According to the text on how food affects blood sugar, which kind of food has the most effect on blood sugar levels?

EXCERPT ▸
■ ■ ■

How Food Affects Blood Sugar
Understanding how different foods and amounts of food affect blood sugar (glucose) is one of the first steps toward making healthy food choices. Food is made up of carbohydrate, protein, and fat—and all of these have some effect on your blood sugar:
Foods with carbohydrates, or "carbs," have the most effect on your blood sugar levels. Carbohydrates are found in starchy foods (like bread, cereal, potatoes, corn, rice, pasta) and in fruit, milk, yogurt, and sweets. Since many healthy foods contain carbohydrates, they are important to include in your diet.
Protein usually has a small effect on your blood sugar levels. Protein is found mostly in animal products, nuts, some dairy products, and beans. Your body needs protein to work properly.
Foods with fat slow down how fast the stomach empties. This can make blood sugar a little lower soon after meals and a little higher longer after meals. Choose healthier fats and limit high-fat foods to help reduce your risk of heart disease, a major threat for people with type 2 diabetes.
Keeping track of carbohydrates
Keeping track of the carbohydrate foods you eat is a key factor in managing your blood sugar. Carbohydrates have the greatest impact on your blood sugar after meals, and your blood sugar level can go too high when you eat more carbohydrates than your body can use. By keeping track of the carbohydrates you eat and spreading them throughout the day, you can help manage your blood sugar. Check with your doctor or dietitian for help in learning how your blood sugar is affected by carbohydrate intake.
Watch your portion size
Eating large amounts of foods that contain carbohydrates can cause higher after-meal blood sugar levels. Measure portions at home until you learn to estimate. Eating less can reduce your after-meal blood sugar and your weight. Talk to a registered dietitian or other diabetes educator about how many carbohydrates you should have at each meal.
"Rate Your Plate" test
A quick way to make sure you are eating a variety of healthful foods at each meal is to "Rate Your Plate." When you sit down for a meal, draw an imaginary line through the center of your plate. Then draw a line to divide one section into two.
You may need to count the carbohydrates in your meal so you can be sure your insulin and exercise are on target. But "rating your plate" will get you started.

■ ■ ■

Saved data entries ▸

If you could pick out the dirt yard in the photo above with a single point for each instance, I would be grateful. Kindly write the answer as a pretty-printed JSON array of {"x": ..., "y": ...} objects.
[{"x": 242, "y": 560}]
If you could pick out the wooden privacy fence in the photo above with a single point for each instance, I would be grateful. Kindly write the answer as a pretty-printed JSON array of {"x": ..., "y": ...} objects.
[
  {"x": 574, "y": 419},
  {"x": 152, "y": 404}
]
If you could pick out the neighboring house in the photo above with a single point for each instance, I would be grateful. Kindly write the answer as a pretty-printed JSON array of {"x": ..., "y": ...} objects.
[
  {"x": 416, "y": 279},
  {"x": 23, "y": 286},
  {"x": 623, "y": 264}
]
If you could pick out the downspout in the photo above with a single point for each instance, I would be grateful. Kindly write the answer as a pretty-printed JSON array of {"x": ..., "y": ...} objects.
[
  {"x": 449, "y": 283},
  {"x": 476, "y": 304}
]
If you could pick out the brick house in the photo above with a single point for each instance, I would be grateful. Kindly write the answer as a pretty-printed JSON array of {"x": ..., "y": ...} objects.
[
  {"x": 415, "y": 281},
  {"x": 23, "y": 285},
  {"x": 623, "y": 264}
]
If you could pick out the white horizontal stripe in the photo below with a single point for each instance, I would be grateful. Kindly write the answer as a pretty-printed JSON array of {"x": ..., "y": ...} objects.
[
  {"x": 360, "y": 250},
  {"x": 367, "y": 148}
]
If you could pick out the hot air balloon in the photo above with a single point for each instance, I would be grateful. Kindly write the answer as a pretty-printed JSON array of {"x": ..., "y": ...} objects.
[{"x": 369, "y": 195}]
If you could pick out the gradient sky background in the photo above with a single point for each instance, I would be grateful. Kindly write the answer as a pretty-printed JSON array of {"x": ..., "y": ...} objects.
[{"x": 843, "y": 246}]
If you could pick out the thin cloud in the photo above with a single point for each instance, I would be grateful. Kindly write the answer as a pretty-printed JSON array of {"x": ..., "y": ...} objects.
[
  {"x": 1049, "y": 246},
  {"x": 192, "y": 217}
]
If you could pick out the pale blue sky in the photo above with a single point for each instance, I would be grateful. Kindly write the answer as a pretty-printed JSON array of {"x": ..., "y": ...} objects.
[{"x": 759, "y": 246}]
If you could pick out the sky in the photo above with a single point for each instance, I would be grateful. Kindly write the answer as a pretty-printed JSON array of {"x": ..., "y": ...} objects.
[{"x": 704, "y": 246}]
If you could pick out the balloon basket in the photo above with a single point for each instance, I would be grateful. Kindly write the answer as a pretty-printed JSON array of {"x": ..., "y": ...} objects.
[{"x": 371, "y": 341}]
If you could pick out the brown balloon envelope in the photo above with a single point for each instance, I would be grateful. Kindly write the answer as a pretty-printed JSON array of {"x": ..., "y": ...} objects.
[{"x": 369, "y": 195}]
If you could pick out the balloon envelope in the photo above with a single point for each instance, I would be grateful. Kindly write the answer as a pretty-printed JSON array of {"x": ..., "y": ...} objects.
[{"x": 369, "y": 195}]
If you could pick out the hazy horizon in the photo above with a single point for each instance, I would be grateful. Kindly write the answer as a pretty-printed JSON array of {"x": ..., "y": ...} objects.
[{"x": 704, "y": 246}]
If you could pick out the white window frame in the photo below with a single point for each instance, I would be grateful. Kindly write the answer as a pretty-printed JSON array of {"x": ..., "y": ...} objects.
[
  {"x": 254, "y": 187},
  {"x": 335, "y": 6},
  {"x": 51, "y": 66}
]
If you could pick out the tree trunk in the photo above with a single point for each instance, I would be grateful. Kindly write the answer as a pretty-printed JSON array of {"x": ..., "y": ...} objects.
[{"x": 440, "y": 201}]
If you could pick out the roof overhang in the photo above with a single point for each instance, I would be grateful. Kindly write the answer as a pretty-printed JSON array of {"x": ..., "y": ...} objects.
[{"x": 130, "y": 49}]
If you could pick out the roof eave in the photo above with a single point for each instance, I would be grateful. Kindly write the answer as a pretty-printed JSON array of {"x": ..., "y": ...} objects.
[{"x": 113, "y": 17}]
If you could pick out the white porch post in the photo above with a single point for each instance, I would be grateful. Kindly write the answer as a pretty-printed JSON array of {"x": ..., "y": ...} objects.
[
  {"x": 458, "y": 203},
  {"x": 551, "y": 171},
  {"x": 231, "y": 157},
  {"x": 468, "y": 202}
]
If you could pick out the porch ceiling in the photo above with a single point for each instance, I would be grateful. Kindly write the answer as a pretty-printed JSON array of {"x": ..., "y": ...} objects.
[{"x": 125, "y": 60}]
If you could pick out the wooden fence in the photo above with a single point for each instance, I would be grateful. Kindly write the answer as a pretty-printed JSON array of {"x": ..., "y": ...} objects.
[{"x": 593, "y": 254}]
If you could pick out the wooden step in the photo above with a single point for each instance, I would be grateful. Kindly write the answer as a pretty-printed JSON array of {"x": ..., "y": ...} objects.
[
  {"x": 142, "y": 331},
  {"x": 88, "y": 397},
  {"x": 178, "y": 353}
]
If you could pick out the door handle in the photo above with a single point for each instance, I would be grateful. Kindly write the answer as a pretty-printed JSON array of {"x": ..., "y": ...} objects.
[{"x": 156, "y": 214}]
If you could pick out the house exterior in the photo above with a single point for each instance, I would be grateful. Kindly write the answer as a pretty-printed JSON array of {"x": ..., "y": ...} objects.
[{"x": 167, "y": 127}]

■ ■ ■

ANSWER BOX ▸
Foods with carbohydrates have the most effect on blood sugar levels.